### EXTRACT PROVIDED
** begin **
This recipe is included in the Foodista Best of Food Blogs Cookbook – check it out!!
Heading to the South for the holidays involves a set ‘to-do’ list: visiting gramma, eating homemade biscuits, Aunt Faye’s chicken pastry & the rest of her spread, getting a chicken biscuit at Bojangles, finding a good NC BBQ joint (complete with Cheerwine & eastern NC vinegar sauce), spending loads of time with family, and going bowling with high school friends. This year, a brick oven and a guy named Mark were added to this list.
Mark & his wife, Dee, are good friends with my in-laws, and they have rotating dinner parties with a decently large group of other couples such as the Coxes & the Balls (no, I did not make up those names – the “Hickeys” are also good friends of theirs, but they don’t participate in the dinner festivities). Word on the street was that Mark is a pretty hard-core cook, and so someone got this wild idea for us to hang out and cook together while Hubs and I were home for the holidays. The email strings started shortly thereafter, and in no time Mark and I became cyber foodie buddies and were planning away.
It’s not every day that I get to chat about cooking techniques, pizza flours, and olive oils with someone who is thoroughly interested. I mean, I generally spend plenty of time talking (or typing) to myself and to those of you in cyberworld who care to read, but at the end of the day, I have a totally different career from food and in general, I don’t get into those conversations nearly as much as I’d like to (although one of my resolutions may change that).
** end **
(Records in a dataset)
** begin **
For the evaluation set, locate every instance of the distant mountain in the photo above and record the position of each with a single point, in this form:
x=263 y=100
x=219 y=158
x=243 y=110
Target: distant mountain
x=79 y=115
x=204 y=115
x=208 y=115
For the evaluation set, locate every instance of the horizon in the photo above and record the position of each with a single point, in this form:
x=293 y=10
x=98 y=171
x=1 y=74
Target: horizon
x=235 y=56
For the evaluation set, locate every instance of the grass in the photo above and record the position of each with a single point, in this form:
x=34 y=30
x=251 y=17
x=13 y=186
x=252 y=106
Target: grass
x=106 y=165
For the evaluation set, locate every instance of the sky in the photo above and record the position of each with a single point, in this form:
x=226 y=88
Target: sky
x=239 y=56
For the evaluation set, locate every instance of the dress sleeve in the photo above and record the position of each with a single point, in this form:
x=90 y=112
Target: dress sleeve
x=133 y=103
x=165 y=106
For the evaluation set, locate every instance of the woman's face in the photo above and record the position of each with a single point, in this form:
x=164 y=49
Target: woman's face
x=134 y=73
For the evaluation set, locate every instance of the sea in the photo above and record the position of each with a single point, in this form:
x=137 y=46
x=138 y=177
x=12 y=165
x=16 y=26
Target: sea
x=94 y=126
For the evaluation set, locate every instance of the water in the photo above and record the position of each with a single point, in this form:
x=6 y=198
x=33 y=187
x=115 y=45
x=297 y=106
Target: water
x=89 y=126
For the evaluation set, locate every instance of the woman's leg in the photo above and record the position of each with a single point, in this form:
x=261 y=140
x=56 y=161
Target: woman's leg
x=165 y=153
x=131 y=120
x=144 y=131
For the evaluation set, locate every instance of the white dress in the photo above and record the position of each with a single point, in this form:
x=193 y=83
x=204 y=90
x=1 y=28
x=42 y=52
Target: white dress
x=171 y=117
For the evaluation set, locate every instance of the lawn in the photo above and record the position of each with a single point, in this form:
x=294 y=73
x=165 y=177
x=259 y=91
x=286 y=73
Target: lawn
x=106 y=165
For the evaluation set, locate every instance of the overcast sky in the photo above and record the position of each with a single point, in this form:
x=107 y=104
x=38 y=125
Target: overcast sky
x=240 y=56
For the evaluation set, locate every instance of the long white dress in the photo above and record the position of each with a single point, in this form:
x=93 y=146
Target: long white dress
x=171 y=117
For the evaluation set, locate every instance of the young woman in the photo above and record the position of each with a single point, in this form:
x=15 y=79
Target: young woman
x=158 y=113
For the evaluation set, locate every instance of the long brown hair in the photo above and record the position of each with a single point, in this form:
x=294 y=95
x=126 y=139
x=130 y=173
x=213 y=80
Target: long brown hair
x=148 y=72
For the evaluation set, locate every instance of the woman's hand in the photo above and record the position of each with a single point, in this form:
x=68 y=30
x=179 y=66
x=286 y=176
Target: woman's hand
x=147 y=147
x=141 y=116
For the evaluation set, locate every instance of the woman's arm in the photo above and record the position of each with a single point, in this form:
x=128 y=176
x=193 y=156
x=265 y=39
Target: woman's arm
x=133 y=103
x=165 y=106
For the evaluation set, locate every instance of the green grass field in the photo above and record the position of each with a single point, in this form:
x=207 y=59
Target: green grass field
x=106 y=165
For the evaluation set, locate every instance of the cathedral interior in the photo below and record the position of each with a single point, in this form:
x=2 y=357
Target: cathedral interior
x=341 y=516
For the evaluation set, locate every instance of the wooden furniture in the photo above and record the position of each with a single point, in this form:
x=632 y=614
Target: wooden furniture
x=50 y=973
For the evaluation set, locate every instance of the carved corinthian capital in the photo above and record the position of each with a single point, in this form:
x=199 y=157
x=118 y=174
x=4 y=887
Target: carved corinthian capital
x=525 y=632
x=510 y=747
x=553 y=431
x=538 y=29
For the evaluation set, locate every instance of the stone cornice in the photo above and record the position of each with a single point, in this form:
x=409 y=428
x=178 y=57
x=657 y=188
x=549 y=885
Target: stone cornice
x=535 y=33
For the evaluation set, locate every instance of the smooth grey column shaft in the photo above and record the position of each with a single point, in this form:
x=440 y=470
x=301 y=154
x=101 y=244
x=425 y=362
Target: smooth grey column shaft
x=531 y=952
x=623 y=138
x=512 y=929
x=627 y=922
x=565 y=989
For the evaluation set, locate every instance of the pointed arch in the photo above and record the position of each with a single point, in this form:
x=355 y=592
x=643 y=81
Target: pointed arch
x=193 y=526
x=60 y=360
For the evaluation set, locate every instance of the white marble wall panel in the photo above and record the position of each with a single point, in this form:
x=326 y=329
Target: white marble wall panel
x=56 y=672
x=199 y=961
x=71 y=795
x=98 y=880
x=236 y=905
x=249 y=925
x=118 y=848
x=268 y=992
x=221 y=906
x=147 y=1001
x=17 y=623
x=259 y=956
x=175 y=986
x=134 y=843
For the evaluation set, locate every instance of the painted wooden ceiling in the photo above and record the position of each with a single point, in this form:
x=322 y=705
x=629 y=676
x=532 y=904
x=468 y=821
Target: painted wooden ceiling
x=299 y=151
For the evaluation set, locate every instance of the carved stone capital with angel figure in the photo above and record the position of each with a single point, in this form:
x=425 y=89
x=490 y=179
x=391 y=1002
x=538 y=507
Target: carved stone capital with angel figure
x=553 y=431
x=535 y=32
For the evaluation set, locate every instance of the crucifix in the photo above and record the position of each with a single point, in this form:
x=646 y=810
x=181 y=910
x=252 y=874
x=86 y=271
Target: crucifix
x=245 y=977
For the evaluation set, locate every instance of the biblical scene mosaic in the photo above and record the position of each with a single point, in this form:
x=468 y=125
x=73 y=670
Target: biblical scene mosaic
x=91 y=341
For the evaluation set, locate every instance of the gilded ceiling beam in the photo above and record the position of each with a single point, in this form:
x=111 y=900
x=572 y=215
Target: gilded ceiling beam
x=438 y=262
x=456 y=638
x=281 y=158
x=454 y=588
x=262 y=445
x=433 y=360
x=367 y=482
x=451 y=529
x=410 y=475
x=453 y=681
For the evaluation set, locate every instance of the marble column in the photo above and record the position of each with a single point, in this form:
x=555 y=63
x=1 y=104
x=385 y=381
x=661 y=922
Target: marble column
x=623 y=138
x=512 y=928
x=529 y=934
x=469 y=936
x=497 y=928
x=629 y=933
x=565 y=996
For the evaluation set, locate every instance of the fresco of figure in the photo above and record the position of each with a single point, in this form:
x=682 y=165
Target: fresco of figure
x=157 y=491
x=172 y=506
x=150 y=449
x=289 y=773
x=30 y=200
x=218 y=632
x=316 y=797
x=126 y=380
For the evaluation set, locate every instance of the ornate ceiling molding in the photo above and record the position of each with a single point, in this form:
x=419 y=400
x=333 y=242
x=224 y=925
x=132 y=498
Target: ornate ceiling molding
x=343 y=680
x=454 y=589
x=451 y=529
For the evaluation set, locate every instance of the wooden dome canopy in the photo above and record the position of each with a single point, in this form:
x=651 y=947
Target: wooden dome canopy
** end **
### REQUESTS
1. For the holiday cooking post, mark each statement yes or no and quote the words that settle it: (a) The Hickeys take part in the dinner parties. (b) This year a brick oven was added to the holiday list. (c) The writer's career is in food.
2. Rename "gramma" as "grandma" in the holiday cooking post, and write out the part from "This recipe is" to "to this list." with that change.
3. Take the holiday cooking post further, beginning after its final sentence.
The listing has no part in this work.

### RESULTS OF THE TASKS
1.
(a) No: "but they don’t participate in the dinner festivities"
(b) Yes: "This year, a brick oven and a guy named Mark were added to this list."
(c) No: "I have a totally different career from food"

2.
This recipe is included in the Foodista Best of Food Blogs Cookbook – check it out!!
Heading to the South for the holidays involves a set ‘to-do’ list: visiting grandma, eating homemade biscuits, Aunt Faye’s chicken pastry & the rest of her spread, getting a chicken biscuit at Bojangles, finding a good NC BBQ joint (complete with Cheerwine & eastern NC vinegar sauce), spending loads of time with family, and going bowling with high school friends. This year, a brick oven and a guy named Mark were added to this list.

3.
Let’s be clear, the food conversations with Hubs are almost as difficult as cutting a perfect tournée. Although he likes hearing about some things, like how to make healthy fried chicken or how I infused bacon into soup without us actually eating bacon (which is by definition infusing), he could care less about watching either gelatin and sugar syrup morph into marshmallow fluff or a tiny ball of yeast and flour become a colassal mass of yeasted goodness, and I’m sure he wonders how even the ‘simplest’ things make me grin like a Cheshire cat.
But grin I do. It’s the seemingly minute aspects of life that really “do it” for me – like talking about pizza flour and how the nice (and cute) Italian guy at Pasticceria Natalina sold me Caputo 00 flour out of his bulk bag (and for cheap!), or sitting here watching snow fall like confetti at New Years parties and thinking I must be inside a snow globe because it’s so thick and white and pretty (yet I’m still dry…that is, until I have to walk down the sidewalks full of it).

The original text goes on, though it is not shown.